___ Provided text ___

If there’s a small silver lining to the global pandemic, it’s that at least something this contagious hit in our modern, tech-savvy era. The business world is capable of facilitating remote work more than ever before. We now have easy-to-access technologies like video conferencing, email, chat programs and project management software.
The threat of Covid hasn’t gone anywhere. There’s still the need for social distancing, since we don’t have a vaccine yet. At the same time, with so much outsourcing and remote working, many companies may come to realize how much they can save on overheads.
So is outsourcing the new normal? It might just be! Many businesses operate internationally and stand to save a substantial amount on overhead costs by adapting to home working and outsourcing arrangements. Below we’ll look more in-depth at what remote business process outsourcing is, when to consider it and how it works in multiple languages.
What is Remote Business Process Outsourcing?
Many companies are simply moving their workers to being home-based. Outsourced services work a little differently. What is the meaning of business process outsourcing? It is the contracting of services to a third party that a company would otherwise deliver in-house.
In contrast, remote staffers are still part of the company team. They just happen to be working in a different location, such as from home. With outsourcing, you typically hire a contracting company or an outside vendor to supply a certain service, with agreed targets and timescales.
What is an example of business process outsourcing? Hiring a translation company is one example of using business process outsourding – in this case to handle any translation or localization services that you need completing. This counts as remote business processing outsourcing because:
1. The company handles a direct result, namely the translating and localizing of a certain product, such as a website or an ad campaign.
2. The translators you work with are employed by the translation agency rather than by your company.
3. You are often one of many accounts that the translation agency is keeping track of.
Is outsourcing a role better than using remote employees to fulfill it? Below we’ll explore why one option may work better than the other.

___ Data shown ___

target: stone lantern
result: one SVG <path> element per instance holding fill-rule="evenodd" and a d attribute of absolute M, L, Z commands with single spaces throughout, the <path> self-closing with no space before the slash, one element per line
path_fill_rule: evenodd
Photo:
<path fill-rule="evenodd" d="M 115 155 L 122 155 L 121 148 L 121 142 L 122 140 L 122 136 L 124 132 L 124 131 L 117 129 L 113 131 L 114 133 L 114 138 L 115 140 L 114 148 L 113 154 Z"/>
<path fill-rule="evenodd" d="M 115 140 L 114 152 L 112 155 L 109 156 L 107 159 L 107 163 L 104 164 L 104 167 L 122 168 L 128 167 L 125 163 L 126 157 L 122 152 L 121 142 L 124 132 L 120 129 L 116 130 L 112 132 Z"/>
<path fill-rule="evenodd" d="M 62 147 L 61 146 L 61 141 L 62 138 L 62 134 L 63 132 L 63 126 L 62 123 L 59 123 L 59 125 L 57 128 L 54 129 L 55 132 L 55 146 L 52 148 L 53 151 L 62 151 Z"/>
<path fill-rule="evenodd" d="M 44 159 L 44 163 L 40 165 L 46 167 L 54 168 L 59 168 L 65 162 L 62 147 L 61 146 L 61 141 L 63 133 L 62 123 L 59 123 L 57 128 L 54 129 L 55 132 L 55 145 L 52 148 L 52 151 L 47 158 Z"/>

___

● Work request
Copy the part of the outsourcing text between "In contrast, remote" and "an ad campaign.", inclusive, renaming "outside vendor" as "external supplier". The material has nothing to do with this.

● Your solution
In contrast, remote staffers are still part of the company team. They just happen to be working in a different location, such as from home. With outsourcing, you typically hire a contracting company or an external supplier to supply a certain service, with agreed targets and timescales.
What is an example of business process outsourcing? Hiring a translation company is one example of using business process outsourding – in this case to handle any translation or localization services that you need completing. This counts as remote business processing outsourcing because:
1. The company handles a direct result, namely the translating and localizing of a certain product, such as a website or an ad campaign.